• [WHAT THE EXERCISE ASKS]: Below are records; reproduce exactly the lines from the one containing "of the evergreen" through the end, both included, and only those.

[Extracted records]
— BEGIN —

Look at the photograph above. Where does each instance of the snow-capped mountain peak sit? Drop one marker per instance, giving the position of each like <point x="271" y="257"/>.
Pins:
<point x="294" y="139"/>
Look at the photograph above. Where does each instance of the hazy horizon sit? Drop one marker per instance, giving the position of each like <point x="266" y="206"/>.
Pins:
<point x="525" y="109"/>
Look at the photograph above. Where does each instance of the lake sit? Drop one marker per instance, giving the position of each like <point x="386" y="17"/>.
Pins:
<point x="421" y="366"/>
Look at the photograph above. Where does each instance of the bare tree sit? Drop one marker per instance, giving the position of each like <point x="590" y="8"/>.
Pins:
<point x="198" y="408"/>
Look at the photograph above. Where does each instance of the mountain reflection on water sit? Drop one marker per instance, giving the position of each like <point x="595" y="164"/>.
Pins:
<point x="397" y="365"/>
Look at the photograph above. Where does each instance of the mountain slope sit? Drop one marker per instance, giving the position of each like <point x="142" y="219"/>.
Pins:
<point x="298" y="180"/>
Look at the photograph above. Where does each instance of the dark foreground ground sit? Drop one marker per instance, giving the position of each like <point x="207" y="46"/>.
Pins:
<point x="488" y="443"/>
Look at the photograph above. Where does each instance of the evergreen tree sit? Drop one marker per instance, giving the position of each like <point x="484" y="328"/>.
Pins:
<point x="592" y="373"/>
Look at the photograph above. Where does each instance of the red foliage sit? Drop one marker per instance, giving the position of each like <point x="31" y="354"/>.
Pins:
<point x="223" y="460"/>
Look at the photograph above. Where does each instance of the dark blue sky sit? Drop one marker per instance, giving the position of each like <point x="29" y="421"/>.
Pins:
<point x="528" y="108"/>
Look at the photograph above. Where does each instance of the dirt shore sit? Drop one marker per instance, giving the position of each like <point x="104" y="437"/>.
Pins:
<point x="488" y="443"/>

— END —

• [REPLY]:
Look at the photograph above. Where does each instance of the evergreen tree sit? Drop one marker per instance, giving the position of each like <point x="484" y="328"/>.
Pins:
<point x="592" y="373"/>
Look at the photograph above. Where does each instance of the red foliage sit? Drop one marker per instance, giving the position of each like <point x="31" y="354"/>.
Pins:
<point x="223" y="460"/>
Look at the photograph above. Where does each instance of the dark blue sky sit? Drop one marker per instance, giving the position of each like <point x="29" y="421"/>.
Pins:
<point x="528" y="108"/>
Look at the photograph above. Where does each instance of the dirt shore sit? Drop one marker per instance, giving the position of each like <point x="104" y="437"/>.
Pins:
<point x="488" y="443"/>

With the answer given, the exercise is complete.